Input records:
========
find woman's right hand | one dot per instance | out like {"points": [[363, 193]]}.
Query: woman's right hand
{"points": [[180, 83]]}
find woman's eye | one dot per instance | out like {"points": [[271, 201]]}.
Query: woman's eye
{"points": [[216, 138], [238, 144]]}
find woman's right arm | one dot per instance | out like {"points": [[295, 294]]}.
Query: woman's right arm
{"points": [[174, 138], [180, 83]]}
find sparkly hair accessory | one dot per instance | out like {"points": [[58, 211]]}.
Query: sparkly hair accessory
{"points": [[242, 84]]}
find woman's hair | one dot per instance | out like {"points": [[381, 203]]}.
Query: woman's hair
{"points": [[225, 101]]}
========
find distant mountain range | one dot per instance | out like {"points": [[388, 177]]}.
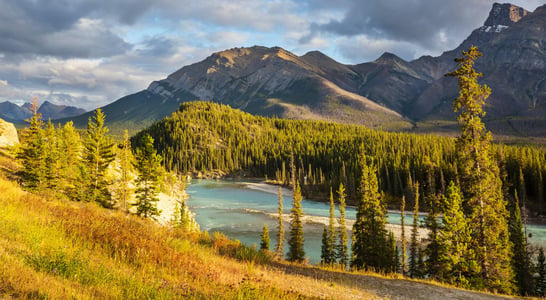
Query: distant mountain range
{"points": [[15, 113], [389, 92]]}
========
What to do: Copy out every line in the items above that contains the word "woman".

Exercise result:
find woman's right hand | one dot per instance | out like {"points": [[363, 193]]}.
Query: woman's right hand
find woman's eye | one dot per instance | out like {"points": [[271, 201]]}.
Query: woman's eye
find woman's right arm | one dot per instance | out like {"points": [[295, 294]]}.
Query: woman's right arm
find woman's hair | one dot per instance | out like {"points": [[381, 203]]}.
Query: woman's hair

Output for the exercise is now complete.